Exercise objective :: Reproduce the material below word for word, keeping every line as it stands.

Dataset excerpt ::
· · · ·

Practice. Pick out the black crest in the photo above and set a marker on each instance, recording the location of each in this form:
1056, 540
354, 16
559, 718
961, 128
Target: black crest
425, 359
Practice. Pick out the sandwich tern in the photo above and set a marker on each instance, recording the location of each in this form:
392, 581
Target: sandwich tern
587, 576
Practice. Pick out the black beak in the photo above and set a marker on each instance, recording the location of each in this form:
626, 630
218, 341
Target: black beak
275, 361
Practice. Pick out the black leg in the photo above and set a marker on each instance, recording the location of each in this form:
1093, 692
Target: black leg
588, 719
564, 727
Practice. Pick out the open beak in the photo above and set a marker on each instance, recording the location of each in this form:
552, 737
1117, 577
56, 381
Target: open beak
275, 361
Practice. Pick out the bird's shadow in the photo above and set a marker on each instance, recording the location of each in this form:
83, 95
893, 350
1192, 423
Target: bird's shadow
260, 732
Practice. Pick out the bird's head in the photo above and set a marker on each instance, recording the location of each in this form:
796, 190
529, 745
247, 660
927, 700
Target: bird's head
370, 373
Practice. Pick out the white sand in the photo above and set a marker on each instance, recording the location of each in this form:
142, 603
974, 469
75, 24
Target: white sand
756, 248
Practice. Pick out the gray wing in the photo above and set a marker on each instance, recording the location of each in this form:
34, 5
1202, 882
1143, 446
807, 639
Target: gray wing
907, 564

· · · ·

Final result ::
Practice. Pick out the black crest in the photo above and set a marker on each instance, recording the location of each in this form:
1056, 540
354, 16
559, 718
961, 128
Target: black crest
425, 359
Practice. Pick out the sandwich tern in the photo above and set a marker on each instance, recording the location of each in this form:
392, 581
Target: sandwich tern
587, 576
Practice. Pick out the black beak in the photo above and set a marker on each instance, recording the location of each in this form:
626, 630
218, 341
Target: black beak
275, 361
Practice. Pick out the black leg in the photo above and set a marker on each instance, recording the location of each in this form:
1093, 692
Target: black leg
588, 719
564, 727
Practice. Pick out the open beak in the photo above and set a marker on each instance, recording the location of each in this form:
552, 737
1117, 577
56, 381
Target: open beak
275, 361
Practice. Pick out the bird's shadow in the photo above and set a marker on each instance, recording the location of each in this form:
83, 95
893, 350
1192, 423
Target: bird's shadow
260, 732
Practice. Pick out the bird's head in the photo above and set a marker on each instance, recording the location of each in this form:
796, 190
529, 745
247, 660
927, 700
Target: bird's head
370, 373
Practice. Pick out the white sand in the photo above and set a marker on each instance, recording the location of each in this form:
142, 603
974, 469
75, 24
Target: white sand
756, 248
Practice. Pick out the gray wing in the photo above and set a marker on each instance, recording the location of each in this form:
34, 5
1202, 882
1143, 446
807, 639
Target: gray wing
907, 564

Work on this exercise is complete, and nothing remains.